▸ Task objective: Copy every one of the rows below in full, requests included, and raise each x and y coordinate in the answers by 143.

▸ Records provided:
===============

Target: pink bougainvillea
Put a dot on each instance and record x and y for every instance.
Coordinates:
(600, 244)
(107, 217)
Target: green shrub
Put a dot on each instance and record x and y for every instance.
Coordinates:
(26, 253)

===============

▸ Answer for the task:
Target: pink bougainvillea
Put a dot on each instance and record x and y for every instance.
Coordinates:
(743, 387)
(250, 360)
Target: green shrub
Put a dot on each instance and record x and y for every instance.
Coordinates:
(169, 396)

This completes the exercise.